• _Listed records_:
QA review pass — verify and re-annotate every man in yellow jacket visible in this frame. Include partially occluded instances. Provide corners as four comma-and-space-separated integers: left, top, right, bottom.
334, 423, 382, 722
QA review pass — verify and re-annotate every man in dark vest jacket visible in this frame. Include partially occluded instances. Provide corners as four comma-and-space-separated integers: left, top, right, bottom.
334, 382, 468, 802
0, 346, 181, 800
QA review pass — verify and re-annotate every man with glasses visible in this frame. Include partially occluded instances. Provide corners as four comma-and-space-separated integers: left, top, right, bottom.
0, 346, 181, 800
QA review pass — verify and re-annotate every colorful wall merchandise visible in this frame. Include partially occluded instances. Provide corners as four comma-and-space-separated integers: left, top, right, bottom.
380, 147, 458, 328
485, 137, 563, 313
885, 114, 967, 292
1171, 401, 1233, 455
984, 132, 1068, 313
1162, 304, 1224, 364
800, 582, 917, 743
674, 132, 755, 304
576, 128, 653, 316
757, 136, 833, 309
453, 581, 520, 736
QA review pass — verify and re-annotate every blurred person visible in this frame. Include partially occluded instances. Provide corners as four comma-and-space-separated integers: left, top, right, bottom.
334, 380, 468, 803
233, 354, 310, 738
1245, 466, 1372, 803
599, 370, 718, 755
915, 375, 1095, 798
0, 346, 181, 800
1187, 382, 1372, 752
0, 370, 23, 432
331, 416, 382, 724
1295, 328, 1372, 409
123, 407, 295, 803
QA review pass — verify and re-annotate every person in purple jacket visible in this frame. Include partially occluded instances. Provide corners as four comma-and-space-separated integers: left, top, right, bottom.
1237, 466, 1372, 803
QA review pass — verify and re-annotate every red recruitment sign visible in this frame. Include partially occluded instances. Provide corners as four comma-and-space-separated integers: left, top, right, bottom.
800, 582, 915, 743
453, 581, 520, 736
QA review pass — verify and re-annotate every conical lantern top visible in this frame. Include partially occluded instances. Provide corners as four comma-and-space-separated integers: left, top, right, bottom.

• _Directive_:
How many lines in the rows above contain the string "jacket"? Case matters. Give only the number.

• _Answer to the task_:
3